§ RECORDS FOR THIS EXERCISE:
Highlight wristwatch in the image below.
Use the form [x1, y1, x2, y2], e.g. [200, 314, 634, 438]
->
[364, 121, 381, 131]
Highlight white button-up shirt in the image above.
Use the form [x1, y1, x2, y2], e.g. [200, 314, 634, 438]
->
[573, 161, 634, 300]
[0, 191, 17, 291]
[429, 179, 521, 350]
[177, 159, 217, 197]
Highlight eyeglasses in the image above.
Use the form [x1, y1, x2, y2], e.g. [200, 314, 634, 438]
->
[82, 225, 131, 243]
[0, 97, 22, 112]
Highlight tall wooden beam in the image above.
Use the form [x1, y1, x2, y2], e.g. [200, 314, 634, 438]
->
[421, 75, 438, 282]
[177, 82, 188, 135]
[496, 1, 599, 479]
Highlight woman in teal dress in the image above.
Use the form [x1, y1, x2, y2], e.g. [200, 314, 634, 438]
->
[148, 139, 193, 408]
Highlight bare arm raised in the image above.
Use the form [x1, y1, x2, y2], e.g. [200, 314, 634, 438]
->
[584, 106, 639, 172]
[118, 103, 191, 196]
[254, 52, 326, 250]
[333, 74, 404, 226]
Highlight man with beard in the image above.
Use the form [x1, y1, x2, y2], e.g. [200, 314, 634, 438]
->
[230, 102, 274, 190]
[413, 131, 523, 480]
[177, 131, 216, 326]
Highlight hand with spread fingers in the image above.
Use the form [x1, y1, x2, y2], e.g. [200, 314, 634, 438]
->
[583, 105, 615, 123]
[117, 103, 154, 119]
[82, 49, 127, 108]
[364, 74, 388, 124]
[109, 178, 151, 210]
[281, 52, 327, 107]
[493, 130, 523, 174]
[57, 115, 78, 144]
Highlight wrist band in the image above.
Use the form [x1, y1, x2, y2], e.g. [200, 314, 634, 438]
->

§ INSTRUCTIONS FOR THE TASK: Your task is to write out the lines from the one with "Highlight woman in" through the end of the records, exactly and with nothing added.

§ RESPONSE TO THIS TASK:
Highlight woman in teal dress in the image above.
Use the form [x1, y1, x2, y2], e.g. [200, 314, 634, 438]
->
[148, 139, 193, 408]
Highlight bare arm raised in the image above.
Use the form [x1, y1, x2, y2], e.g. [200, 314, 634, 438]
->
[584, 106, 639, 172]
[118, 103, 191, 196]
[254, 52, 326, 250]
[333, 74, 404, 226]
Highlight man with beard in the image above.
Use the form [x1, y1, x2, y2], e.g. [200, 314, 634, 438]
->
[230, 102, 274, 190]
[413, 131, 523, 480]
[177, 131, 216, 326]
Highlight hand with spread fingers in the image above.
Use the form [x1, y1, x2, y2], e.g. [200, 314, 634, 438]
->
[583, 105, 615, 123]
[117, 103, 154, 119]
[82, 49, 127, 108]
[364, 74, 388, 124]
[109, 178, 151, 210]
[281, 52, 327, 107]
[493, 130, 523, 174]
[57, 115, 78, 144]
Highlight wrist band in the image above.
Use the form [x1, y1, x2, y2], e.g. [200, 314, 634, 438]
->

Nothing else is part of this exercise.